Given request =
Restate, word for word, all of the material shown below.

-------- Information given --------

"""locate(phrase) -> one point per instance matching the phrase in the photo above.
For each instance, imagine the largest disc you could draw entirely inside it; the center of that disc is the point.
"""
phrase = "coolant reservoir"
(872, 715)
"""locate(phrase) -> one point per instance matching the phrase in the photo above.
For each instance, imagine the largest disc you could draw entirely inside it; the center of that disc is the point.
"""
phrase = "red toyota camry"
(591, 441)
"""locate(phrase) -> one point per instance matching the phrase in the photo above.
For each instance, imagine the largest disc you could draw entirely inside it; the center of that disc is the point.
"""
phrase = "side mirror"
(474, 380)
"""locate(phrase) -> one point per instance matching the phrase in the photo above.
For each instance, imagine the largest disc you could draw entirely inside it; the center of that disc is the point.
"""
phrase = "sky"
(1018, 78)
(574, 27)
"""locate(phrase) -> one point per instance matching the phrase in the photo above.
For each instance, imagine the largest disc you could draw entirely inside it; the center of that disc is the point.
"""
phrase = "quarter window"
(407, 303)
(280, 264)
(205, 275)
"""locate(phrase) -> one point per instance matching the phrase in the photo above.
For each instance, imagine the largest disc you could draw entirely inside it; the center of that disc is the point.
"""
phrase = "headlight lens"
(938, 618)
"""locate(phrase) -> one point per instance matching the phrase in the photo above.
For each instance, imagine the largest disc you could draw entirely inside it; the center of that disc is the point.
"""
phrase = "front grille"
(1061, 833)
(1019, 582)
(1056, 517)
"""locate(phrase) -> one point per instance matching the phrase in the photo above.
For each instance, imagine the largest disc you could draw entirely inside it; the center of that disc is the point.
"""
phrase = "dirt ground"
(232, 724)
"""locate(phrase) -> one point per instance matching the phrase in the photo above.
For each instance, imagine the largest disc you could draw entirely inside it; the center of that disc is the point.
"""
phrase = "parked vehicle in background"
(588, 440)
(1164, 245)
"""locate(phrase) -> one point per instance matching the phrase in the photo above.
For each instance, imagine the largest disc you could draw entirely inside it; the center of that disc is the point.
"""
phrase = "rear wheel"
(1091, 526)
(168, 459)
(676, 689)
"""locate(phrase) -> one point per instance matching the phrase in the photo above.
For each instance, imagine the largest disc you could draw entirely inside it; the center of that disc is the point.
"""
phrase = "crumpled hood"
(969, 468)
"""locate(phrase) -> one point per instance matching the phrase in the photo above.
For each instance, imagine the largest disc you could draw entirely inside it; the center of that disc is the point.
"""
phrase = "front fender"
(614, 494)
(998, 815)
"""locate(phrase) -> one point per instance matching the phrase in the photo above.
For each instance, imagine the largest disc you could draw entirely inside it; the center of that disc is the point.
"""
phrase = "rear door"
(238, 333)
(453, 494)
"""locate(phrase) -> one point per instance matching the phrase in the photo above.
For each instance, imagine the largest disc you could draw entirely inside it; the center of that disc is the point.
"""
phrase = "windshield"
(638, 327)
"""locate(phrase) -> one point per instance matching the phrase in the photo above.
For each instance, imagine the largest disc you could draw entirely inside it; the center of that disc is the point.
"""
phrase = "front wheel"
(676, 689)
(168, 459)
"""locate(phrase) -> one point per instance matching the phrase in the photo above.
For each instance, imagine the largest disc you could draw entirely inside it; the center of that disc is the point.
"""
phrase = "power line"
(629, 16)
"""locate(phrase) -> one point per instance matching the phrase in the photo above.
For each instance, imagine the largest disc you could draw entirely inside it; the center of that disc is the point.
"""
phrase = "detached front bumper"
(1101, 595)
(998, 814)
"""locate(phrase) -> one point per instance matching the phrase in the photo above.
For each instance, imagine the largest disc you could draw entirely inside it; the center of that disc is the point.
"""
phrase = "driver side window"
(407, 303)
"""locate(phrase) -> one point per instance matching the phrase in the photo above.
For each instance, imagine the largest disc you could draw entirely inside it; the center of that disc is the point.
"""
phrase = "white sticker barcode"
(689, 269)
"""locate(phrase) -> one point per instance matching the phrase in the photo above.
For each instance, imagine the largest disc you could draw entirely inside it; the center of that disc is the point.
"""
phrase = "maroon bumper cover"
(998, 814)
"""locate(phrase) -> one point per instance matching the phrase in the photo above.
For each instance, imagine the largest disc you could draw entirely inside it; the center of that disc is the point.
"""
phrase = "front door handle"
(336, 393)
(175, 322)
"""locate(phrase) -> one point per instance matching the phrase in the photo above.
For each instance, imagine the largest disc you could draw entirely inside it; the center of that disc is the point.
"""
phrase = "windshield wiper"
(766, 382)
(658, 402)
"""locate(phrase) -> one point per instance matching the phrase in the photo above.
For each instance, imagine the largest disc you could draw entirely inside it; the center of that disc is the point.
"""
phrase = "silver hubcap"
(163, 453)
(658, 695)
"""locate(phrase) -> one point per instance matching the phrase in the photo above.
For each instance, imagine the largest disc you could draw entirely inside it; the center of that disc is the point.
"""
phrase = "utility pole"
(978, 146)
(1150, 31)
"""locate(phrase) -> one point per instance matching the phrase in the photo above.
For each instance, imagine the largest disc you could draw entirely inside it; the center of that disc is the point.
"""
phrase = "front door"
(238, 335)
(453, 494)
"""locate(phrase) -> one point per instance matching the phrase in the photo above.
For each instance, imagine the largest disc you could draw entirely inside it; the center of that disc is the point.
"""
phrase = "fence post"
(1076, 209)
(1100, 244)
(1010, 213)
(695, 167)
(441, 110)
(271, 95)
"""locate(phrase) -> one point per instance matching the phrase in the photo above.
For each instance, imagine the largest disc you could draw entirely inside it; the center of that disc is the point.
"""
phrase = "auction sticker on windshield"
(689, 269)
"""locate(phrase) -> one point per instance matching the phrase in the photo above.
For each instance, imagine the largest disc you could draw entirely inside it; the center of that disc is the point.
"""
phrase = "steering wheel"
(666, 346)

--------

Answer for this exercise =
"""locate(phrase) -> one point per instance matching the phrase in the photo above.
For each instance, imagine the largest disc you could draw entirely inside it; the center of that disc is the point.
"""
phrase = "coolant reservoir"
(872, 715)
"""locate(phrase) -> one point per instance matching the phrase in the photo above.
For each instance, imagine the largest disc you could draw entirely inside it; the center of that disc is the point.
"""
phrase = "red toyota camry"
(591, 441)
"""locate(phrase) -> one point per instance matching the phrase in the photo above.
For each instance, imagine the largest disc you could draw entirely inside it; the center of that disc is the point.
"""
phrase = "side mirror"
(474, 380)
"""locate(phrase) -> one point per instance matching the phrase in the photo above.
For each instance, imagine the largest disc you could draw entirely inside it; the center of that disc is the point.
"""
phrase = "sky"
(1018, 78)
(574, 27)
"""locate(phrase) -> one point per instance matching the phrase in the photo above.
For each instance, imagine the largest disc you could draw entirely inside it; the center of that disc is the point.
"""
phrase = "quarter window"
(407, 303)
(280, 264)
(205, 275)
"""locate(phrase) -> one point per instance matching the phrase in the photo above.
For each instance, imagine the largest disc you could draw entirely inside it; the center of that disc is the point.
"""
phrase = "headlight lens"
(938, 618)
"""locate(phrase) -> one point per instance matching the phrase in the photo above.
For each instance, imagine the largest disc you could draw entirely inside it; the center of that disc is the point.
"""
phrase = "front grille"
(1061, 833)
(1019, 582)
(1056, 517)
"""locate(phrase) -> one point per instance matching the phrase in the photo above.
For each instance, imagine the largest disc you could draw entirely inside it; the center of that disc is the point.
"""
phrase = "dirt ground"
(232, 724)
"""locate(phrase) -> one point per instance matching the phrase in the photo above.
For each instance, imagine the largest disc you could draw entirely inside it; the center of that disc is the point.
"""
phrase = "parked vehicle in background"
(588, 440)
(1164, 245)
"""locate(phrase) -> one point per instance matching the phrase in the photo above.
For each instance, imagine the largest disc you could draw entirely inside it; the center of that disc is the point.
"""
phrase = "rear wheel"
(1091, 526)
(168, 459)
(676, 689)
"""locate(phrase) -> one point per instance matching the phrase in the photo above.
For each instance, imagine the largest disc you could draw entirely inside it; the center of that disc is the point.
"""
phrase = "crumpled hood"
(969, 468)
"""locate(phrase) -> one point per instance matching the phrase in the photo above.
For each instance, imagine the largest disc you could draw entirely inside it; the center of that disc is the point.
"""
phrase = "front fender"
(614, 494)
(998, 815)
"""locate(phrase) -> one point per instance matching the phrase in the photo above.
For each instance, imagine the largest disc you could draw entirely inside it; the center of that disc is the point.
"""
phrase = "rear door"
(238, 333)
(453, 494)
"""locate(phrase) -> one point per instance matching the phrase in the photo above.
For each instance, imagine the largest disc you could draw entirely inside it; the center of that disc is the point.
"""
phrase = "windshield"
(638, 327)
"""locate(phrase) -> one point per instance matching the phrase in the photo above.
For each instance, imagine the largest disc you could draw entirely inside it; the center of that disc is the point.
"""
phrase = "front wheel"
(676, 689)
(168, 459)
"""locate(phrase) -> one point per instance matching the phrase in the photo above.
For each instance, imagine the largest disc you could draw entirely inside it; the center of that disc is the point.
"""
phrase = "power line"
(629, 16)
"""locate(phrase) -> one point per instance matching the phrase in the photo above.
For each instance, imagine the largest disc you could draw entirely inside it; the center of that disc is the point.
"""
phrase = "detached front bumper"
(1101, 595)
(998, 814)
"""locate(phrase) -> one point per instance matching the phrase in the photo above.
For each instance, imagine the largest disc you could draw entirely inside it; the center of that disc is the point.
"""
phrase = "driver side window"
(407, 303)
"""locate(phrase) -> one point per instance matching the phrase in the photo above.
For each instance, imagine the largest disc you could draw entirely inside it; the center of that disc is the point.
"""
phrase = "white sticker barcode"
(689, 269)
"""locate(phrase) -> one point per instance matching the phrase in the photo above.
For each instance, imagine the largest disc you could draw entirely inside it; the center of that disc is the point.
"""
phrase = "maroon bumper cover"
(998, 814)
"""locate(phrase) -> one point per instance matching the phrase in the photo above.
For each instance, imagine the largest disc you could draw entirely inside it; the center of that disc is the point.
"""
phrase = "front door handle"
(336, 393)
(175, 322)
"""locate(phrase) -> one point per instance matching the phrase in the photo above.
For each instance, imagine the largest disc you could draw entirely inside it; the center of that disc is the point.
"""
phrase = "windshield wiper"
(766, 382)
(658, 402)
"""locate(phrase) -> one point per instance matching the phrase in the photo above.
For each instance, imagine the largest disc you could draw entirely inside it; the center of that disc is the point.
"""
phrase = "silver hubcap"
(163, 453)
(658, 695)
"""locate(phrase) -> one point per instance matching the phrase in the photo above.
For each instance, imagine the largest disc you could draw entirely inside it; the center of that disc is the point.
"""
phrase = "utility pole"
(978, 146)
(1150, 31)
"""locate(phrase) -> one point per instance matching the phrase in the photo above.
For each instance, imagine the largest disc you could draw entirely inside it; the center of that disc is the point.
"""
phrase = "front door"
(238, 335)
(453, 494)
"""locate(phrase) -> one point per instance matching the phrase in the photo above.
For each instance, imagine the largest disc you could draw entirely inside it; the center of that disc is the point.
"""
phrase = "fence post"
(1076, 209)
(1100, 244)
(1010, 213)
(695, 167)
(441, 110)
(271, 95)
"""locate(phrase) -> one point per instance matching the phrase in the photo above.
For each instance, imagine the largest disc you could draw entirely inside it; the center of that disc is the point.
"""
phrase = "auction sticker on windshield"
(689, 269)
"""locate(phrase) -> one point per instance matching the phrase in the photo above.
For each instance, imagine the largest disc you could draw entirely inside it; the center of that disc is the point.
"""
phrase = "steering wheel"
(666, 346)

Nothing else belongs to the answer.